Stored entries:
============

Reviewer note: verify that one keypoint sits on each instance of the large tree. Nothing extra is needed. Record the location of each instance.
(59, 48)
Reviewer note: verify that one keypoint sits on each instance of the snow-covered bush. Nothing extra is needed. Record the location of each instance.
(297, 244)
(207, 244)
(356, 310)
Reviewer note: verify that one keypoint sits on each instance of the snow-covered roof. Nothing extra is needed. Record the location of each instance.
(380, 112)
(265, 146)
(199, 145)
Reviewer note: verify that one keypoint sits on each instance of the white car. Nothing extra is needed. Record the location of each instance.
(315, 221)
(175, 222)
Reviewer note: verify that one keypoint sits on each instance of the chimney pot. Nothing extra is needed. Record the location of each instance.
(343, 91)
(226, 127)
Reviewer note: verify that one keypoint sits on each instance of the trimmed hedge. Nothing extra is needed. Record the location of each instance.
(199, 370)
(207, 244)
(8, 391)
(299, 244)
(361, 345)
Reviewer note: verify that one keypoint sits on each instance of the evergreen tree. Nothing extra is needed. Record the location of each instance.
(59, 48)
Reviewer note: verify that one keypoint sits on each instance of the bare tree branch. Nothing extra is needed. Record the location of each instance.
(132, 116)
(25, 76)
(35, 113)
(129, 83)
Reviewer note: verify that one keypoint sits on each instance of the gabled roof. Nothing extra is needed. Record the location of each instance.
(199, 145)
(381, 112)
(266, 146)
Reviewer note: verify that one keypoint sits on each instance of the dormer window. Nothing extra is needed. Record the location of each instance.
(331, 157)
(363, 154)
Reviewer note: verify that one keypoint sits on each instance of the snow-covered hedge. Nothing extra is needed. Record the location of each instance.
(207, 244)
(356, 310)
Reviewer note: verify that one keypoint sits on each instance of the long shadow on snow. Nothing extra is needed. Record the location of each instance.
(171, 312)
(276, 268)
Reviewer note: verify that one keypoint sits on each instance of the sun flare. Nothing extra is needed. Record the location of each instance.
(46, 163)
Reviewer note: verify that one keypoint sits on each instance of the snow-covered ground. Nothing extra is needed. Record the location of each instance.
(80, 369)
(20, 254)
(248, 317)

============

Required work: Would you repeat every one of the records above, word for word?

Exercise solution:
Reviewer note: verify that one keypoint sits on each instance of the large tree. Nothing extra is needed. Record the location of each instance.
(59, 48)
Reviewer note: verify that one keypoint sits on each instance of the snow-covered bush. Nothing extra is needed. Record the location of each instance.
(297, 244)
(207, 244)
(356, 310)
Reviewer note: verify that one keypoint sits on each instance of the snow-covered roof. Nothing extra is needed. Record the location of each instance.
(380, 112)
(265, 146)
(199, 145)
Reviewer note: verify that one keypoint sits on each instance of the white car. Nothing extra is needed. Record the location of each instance.
(315, 221)
(175, 222)
Reviewer note: verify that one keypoint sits on each instance of the chimney pot. Nothing extra is needed. Record the location of each instance.
(343, 91)
(226, 127)
Reviewer note: verify that one keypoint sits on each instance of the trimmed hedge. Nothing extra is needed. Record the location of each instance.
(199, 370)
(207, 244)
(8, 391)
(299, 244)
(361, 345)
Reviewer note: verify that one keypoint sits on each instance of the evergreen tree. Nothing extra is needed. Record the location of each instance.
(59, 48)
Reviewer note: verify that one keypoint sits on each instance of the bare tree branch. Nothing extra is needed. Record the location of each instance.
(132, 116)
(25, 76)
(35, 113)
(129, 83)
Reviewer note: verify that one keypoint sits on each instance of the gabled roof. Nothing extra is needed. Record the location of each instance.
(199, 145)
(381, 112)
(266, 146)
Reviewer note: verify that one keypoint sits on each instance of the dormer window. Nothing extra is needed. Record the location of each instance.
(331, 157)
(363, 154)
Reviewer note: verify that one keypoint sits on each instance of the snow-covered hedge. Nothing extra is needed. Record the location of each instance.
(207, 244)
(356, 310)
Reviewer note: verify that one keypoint sits on each instance of the long shadow on snow. Nothing extra is needed. Record the location of each instance.
(171, 312)
(276, 268)
Reviewer note: verify that one keypoint sits on each instance of the sun flare. Nothing extra is needed. Record the location of each instance.
(46, 163)
Reviewer note: verify that one keypoint sits on each instance of the snow-covered ground. Nothing extra is needed. Record the location of each instance.
(80, 369)
(20, 254)
(248, 317)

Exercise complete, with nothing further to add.